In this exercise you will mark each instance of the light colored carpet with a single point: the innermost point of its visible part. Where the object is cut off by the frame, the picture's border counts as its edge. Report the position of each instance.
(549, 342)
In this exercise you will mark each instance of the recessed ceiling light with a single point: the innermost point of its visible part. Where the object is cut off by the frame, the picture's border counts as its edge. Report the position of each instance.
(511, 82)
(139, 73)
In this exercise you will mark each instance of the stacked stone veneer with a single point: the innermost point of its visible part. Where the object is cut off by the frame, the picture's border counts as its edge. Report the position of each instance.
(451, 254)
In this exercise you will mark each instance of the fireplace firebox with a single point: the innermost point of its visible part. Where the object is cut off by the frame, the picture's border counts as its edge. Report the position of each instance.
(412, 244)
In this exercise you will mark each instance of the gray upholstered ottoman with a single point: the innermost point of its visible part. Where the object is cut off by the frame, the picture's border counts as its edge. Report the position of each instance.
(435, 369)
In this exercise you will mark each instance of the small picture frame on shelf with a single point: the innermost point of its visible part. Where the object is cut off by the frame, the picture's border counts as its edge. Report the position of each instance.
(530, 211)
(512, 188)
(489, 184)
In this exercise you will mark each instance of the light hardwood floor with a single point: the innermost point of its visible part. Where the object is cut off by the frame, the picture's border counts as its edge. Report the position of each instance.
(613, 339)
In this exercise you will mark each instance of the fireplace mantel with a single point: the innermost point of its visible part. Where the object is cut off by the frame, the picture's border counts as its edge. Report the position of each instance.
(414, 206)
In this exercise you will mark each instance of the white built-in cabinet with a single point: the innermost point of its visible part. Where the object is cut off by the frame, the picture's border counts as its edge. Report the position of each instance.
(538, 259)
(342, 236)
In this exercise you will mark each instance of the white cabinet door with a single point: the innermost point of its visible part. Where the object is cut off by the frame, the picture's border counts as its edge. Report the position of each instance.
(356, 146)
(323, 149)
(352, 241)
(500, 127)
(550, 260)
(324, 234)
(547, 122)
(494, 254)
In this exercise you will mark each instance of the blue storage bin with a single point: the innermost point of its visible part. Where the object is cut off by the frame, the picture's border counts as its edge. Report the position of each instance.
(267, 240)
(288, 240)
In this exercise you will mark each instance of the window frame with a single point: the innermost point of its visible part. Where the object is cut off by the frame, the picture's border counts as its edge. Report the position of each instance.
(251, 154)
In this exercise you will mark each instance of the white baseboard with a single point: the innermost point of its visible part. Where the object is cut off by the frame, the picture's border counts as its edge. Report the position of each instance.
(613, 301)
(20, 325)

# # # #

GIVEN REQUEST: Turn all the entries above into a Markdown table with two columns, Row and Line. Give each line its own row with a number, and leave out any blank lines.

REPLY TO THE TASK:
| Row | Line |
|---|---|
| 1 | In this exercise you will mark each instance of the light colored carpet with a single point: the innermost point of its visible part. Where the object is cut off by the frame, the picture's border counts as its edge. Report the position of each instance. |
| 2 | (549, 342) |
| 3 | In this exercise you will mark each instance of the recessed ceiling light with a single point: the innermost point of its visible part. Where the object is cut off by the frame, the picture's border counts as its edge. Report the position of each instance. |
| 4 | (511, 82) |
| 5 | (139, 73) |
| 6 | In this exercise you will mark each instance of the stacked stone veneer with a single point: the innermost point of its visible part. Where the object is cut off by the frame, the picture's border counts as its edge. Report the position of each instance. |
| 7 | (451, 254) |
| 8 | In this exercise you will mark each instance of the fireplace firebox with a single point: the innermost point of its visible part. Where the object is cut off by the frame, the picture's border counts as its edge. Report the position of each instance. |
| 9 | (412, 244) |
| 10 | In this exercise you will mark each instance of the gray upholstered ottoman with a single point: the innermost point of its visible part. Where the object is cut off by the frame, the picture's border counts as its edge. Report the position of each instance. |
| 11 | (435, 369) |
| 12 | In this exercise you will mark each instance of the small picture frame on shelf with a single point: the innermost point of its visible part. Where the object is cut off by the frame, the picture's border counts as its edge. Report the position of each instance. |
| 13 | (530, 211) |
| 14 | (512, 188) |
| 15 | (489, 184) |
| 16 | In this exercise you will mark each instance of the light hardwood floor with a single point: the innermost point of its visible part. Where the object is cut off by the frame, the picture's border counts as its edge. Report the position of each instance. |
| 17 | (613, 339) |
| 18 | In this exercise you will mark each instance of the fireplace mantel with a single point: the innermost point of its visible part. Where the object is cut off by the frame, the picture's border counts as its edge. Report the position of each instance. |
| 19 | (414, 206) |
| 20 | In this exercise you will mark each instance of the white built-in cabinet with a single point: the innermost point of its visible part. Where the object is cut off by the frame, the picture's border counts as its edge. Report the position of each instance. |
| 21 | (538, 259) |
| 22 | (342, 236) |
| 23 | In this exercise you will mark each instance of the white cabinet door with a single point: the innermost point of its visible part. Where the object is cut off by the frame, the picture's border counts as its edge. Report the position of each instance. |
| 24 | (356, 146) |
| 25 | (323, 149) |
| 26 | (352, 241) |
| 27 | (500, 127) |
| 28 | (550, 260) |
| 29 | (324, 234) |
| 30 | (547, 122) |
| 31 | (494, 254) |
| 32 | In this exercise you will mark each instance of the blue storage bin with a single point: the innermost point of its visible part. Where the object is cut off by the frame, the picture's border counts as its edge. Report the position of each instance. |
| 33 | (267, 240) |
| 34 | (288, 240) |
| 35 | In this exercise you will mark each instance of the window frame with a single point: the innermost point of its visible part. Where the object is cut off by the frame, the picture's border counts as its edge. Report the position of each instance. |
| 36 | (251, 154) |
| 37 | In this exercise you will mark each instance of the white baseboard with a single point: the innermost point of its visible part. Where the object is cut off by the frame, the picture's border counts as its edge. Report the position of each instance. |
| 38 | (613, 301) |
| 39 | (20, 325) |